Per un po’ ho pensato di scrivere una risposta – almeno per quanto concerne Piazza della Loggia, caso che ho seguito a fondo – a quello che veniva presentato come un “grande scoop”. Ad evitarmi la fatica ci ha pensato qualcun altro: a chi avesse la pazienza di leggersi tutto l’articolo del Giornale, consiglio di leggere la risposta di Ugo Maria Tassinari, che a sua volta sintetizza considerazioni di Giacomo Pacini.

A quest’ultimo pezzo aggiungo solo un particolare. Nella sua “inchiesta” Chiocci dice che “i magistrati di Brescia … all’inizio indagavano sull’eversione rossa forse perché il comizio dei sindacati bresciani era ‘contro il fascismo delle Br’.”

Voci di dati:
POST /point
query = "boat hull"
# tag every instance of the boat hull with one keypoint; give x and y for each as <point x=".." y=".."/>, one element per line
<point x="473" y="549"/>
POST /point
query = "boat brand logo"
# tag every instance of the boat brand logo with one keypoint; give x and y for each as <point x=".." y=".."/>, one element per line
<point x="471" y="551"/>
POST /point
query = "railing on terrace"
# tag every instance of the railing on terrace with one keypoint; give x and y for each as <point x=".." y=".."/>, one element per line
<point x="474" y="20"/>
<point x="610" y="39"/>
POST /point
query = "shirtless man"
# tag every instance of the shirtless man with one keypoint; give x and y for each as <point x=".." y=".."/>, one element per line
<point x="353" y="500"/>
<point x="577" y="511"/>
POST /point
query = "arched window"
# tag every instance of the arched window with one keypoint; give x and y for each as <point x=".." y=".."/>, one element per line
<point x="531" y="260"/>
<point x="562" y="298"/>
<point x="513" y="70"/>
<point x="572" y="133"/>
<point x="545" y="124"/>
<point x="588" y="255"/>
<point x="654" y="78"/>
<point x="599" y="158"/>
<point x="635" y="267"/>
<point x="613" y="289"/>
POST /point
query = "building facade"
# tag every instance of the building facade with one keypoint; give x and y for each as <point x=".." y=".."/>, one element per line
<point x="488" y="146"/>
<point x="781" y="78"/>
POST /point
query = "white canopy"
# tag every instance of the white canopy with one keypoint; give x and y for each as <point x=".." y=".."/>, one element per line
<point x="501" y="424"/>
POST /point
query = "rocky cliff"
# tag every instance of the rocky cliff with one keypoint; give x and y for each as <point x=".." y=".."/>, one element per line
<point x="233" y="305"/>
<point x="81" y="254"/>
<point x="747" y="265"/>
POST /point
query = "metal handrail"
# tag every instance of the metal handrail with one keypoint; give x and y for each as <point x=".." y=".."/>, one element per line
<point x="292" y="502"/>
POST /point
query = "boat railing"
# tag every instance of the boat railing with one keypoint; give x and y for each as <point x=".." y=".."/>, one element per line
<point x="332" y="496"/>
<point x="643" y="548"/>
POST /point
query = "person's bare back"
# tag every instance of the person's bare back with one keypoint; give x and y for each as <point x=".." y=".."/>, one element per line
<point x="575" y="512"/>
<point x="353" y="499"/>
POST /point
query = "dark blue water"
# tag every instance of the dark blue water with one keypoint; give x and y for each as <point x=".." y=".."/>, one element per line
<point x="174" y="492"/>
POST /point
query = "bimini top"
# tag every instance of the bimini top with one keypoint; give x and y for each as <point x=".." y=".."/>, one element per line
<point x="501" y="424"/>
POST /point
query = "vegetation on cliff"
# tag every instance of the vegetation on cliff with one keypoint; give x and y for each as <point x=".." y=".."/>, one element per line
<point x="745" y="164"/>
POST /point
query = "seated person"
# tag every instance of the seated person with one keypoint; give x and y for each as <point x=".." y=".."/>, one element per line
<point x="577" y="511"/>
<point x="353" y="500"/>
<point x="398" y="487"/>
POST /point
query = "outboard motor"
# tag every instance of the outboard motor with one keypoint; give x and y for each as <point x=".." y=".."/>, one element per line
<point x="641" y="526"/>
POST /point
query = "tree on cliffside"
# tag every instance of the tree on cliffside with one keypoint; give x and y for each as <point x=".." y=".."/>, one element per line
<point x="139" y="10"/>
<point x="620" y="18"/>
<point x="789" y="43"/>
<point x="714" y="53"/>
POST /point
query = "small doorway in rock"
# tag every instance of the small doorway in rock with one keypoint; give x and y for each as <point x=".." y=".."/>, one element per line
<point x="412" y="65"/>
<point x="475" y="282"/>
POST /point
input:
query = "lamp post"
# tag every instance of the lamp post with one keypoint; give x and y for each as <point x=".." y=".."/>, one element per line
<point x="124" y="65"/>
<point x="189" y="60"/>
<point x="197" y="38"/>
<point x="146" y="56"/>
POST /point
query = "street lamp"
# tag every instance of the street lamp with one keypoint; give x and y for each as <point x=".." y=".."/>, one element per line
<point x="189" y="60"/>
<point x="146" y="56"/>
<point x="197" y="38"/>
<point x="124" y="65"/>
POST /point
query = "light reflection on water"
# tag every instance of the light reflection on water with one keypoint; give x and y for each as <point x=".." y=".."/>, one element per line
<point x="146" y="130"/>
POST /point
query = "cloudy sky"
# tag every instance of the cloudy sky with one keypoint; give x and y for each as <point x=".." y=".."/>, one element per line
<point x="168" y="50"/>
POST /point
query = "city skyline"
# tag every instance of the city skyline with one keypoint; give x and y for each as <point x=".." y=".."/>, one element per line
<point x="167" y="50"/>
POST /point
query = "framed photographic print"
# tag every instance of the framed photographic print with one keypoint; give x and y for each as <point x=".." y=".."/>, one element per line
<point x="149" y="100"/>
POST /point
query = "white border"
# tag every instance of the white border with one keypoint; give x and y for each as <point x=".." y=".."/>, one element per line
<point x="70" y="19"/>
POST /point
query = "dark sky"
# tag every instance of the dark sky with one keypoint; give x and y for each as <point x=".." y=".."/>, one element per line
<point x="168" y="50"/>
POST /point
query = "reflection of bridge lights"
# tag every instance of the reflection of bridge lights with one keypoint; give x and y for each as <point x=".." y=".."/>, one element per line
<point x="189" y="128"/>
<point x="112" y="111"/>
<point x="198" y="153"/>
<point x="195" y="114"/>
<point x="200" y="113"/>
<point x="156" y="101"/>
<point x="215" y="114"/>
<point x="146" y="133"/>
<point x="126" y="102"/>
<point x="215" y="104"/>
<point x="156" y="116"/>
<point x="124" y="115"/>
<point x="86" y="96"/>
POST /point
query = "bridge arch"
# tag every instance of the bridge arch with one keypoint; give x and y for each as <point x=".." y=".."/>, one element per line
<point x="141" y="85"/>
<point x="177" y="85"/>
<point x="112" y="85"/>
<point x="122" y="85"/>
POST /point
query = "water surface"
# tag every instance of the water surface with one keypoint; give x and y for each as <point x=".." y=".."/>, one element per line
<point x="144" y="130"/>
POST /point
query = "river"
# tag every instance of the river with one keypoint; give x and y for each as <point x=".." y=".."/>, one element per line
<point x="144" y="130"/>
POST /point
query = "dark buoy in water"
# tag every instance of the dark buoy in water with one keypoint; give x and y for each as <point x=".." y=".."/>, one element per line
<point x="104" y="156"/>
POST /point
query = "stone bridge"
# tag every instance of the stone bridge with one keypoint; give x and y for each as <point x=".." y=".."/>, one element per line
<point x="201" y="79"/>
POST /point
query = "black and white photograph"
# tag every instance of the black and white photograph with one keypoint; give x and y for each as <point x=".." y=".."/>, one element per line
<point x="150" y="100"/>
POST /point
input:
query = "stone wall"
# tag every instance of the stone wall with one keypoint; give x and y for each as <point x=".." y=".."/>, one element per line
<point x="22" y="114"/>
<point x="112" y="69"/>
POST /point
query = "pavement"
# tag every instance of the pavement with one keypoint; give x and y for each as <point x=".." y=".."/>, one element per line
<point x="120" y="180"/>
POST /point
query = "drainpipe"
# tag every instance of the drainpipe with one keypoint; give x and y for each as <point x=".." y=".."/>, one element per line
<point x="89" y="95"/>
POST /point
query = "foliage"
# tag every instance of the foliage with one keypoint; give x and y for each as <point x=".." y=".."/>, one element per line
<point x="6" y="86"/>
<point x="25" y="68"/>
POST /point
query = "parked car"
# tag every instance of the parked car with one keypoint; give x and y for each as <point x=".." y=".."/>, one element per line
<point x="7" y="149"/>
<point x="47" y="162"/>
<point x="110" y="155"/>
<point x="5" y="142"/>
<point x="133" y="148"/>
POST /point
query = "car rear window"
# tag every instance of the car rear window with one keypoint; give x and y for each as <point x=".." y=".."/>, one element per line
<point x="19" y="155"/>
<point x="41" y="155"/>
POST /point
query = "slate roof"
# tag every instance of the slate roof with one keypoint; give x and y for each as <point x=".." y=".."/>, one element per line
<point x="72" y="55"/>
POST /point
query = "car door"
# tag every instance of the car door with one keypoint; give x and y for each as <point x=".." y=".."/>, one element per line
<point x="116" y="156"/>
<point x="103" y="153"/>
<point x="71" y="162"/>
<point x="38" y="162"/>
* * *
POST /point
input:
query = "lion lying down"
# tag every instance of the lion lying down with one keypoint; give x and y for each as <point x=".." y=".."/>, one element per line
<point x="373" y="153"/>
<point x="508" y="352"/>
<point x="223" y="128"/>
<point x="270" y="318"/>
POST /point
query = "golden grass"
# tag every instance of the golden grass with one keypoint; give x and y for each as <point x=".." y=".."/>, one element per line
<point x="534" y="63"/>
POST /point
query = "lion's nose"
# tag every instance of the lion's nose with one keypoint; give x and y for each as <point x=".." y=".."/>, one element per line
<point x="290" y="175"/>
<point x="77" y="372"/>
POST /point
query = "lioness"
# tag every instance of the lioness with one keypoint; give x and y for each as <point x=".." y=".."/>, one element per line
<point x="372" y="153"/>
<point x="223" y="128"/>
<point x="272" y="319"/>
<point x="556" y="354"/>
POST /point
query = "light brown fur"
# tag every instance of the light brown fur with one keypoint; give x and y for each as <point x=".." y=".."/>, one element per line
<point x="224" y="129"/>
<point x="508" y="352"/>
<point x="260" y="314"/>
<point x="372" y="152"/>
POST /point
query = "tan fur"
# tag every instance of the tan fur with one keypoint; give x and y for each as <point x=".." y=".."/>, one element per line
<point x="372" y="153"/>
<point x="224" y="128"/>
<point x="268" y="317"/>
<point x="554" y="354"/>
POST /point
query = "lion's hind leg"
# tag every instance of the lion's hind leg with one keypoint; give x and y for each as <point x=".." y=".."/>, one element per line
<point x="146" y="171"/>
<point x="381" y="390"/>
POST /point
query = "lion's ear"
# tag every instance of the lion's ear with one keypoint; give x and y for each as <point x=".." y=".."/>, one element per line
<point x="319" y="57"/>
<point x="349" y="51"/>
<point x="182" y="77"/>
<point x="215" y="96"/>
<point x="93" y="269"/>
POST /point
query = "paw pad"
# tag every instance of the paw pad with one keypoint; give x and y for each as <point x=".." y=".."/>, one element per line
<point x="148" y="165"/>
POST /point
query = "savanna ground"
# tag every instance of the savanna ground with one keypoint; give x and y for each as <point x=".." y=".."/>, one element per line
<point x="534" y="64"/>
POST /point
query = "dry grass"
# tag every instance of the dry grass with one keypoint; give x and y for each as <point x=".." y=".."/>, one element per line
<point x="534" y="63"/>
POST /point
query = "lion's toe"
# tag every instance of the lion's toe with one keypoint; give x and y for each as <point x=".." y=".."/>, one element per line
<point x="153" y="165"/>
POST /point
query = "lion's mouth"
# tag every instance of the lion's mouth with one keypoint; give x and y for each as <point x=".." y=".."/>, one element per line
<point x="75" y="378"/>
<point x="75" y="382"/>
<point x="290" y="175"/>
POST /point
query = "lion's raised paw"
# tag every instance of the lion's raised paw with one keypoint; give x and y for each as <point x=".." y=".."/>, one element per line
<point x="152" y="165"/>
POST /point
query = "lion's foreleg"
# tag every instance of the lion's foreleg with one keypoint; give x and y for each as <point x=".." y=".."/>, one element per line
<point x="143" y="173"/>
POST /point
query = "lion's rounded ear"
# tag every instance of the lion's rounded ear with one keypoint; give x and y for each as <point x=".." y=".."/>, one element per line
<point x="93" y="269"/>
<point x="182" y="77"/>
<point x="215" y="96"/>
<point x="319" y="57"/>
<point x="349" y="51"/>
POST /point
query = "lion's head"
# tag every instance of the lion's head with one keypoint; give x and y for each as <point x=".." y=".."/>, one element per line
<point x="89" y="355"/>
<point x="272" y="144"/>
...
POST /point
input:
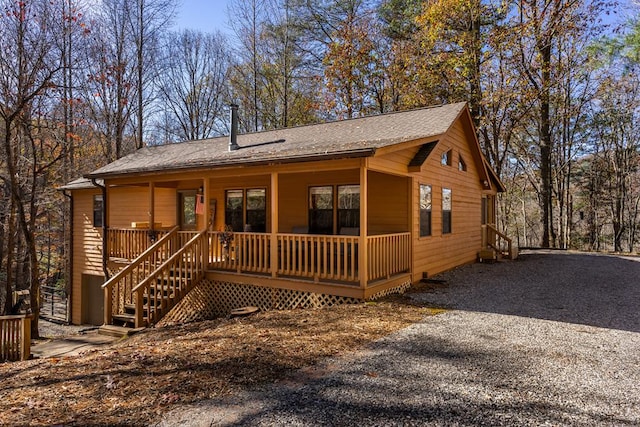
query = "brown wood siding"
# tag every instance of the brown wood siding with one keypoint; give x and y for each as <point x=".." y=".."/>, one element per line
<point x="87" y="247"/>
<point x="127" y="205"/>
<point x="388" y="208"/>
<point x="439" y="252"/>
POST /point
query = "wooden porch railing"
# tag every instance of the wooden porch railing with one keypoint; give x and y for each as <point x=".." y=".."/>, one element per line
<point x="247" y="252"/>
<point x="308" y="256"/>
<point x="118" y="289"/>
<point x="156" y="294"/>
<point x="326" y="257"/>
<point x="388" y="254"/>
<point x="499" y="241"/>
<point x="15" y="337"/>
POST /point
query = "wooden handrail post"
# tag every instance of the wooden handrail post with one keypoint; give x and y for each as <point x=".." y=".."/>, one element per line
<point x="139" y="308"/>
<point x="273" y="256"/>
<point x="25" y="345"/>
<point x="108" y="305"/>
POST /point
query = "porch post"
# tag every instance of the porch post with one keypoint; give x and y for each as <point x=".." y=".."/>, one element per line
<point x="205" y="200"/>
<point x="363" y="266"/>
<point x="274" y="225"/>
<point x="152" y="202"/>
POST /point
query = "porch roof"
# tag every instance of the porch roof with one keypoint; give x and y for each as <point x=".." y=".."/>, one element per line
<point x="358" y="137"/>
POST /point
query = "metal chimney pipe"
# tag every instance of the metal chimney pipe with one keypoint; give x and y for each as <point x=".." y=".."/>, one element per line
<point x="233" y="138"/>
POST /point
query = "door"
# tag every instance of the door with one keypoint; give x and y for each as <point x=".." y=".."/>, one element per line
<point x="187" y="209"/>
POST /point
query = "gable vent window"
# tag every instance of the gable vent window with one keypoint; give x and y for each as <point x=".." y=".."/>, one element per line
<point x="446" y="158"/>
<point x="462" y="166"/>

§ COMPITO ASSEGNATO
Nel brano su Piazza della Loggia, di chi sono le considerazioni sintetizzate nella risposta di Ugo Maria Tassinari? Le righe provengono da un'altra fonte.

§ RISULTATO DELL'ESERCIZIO
Di Giacomo Pacini.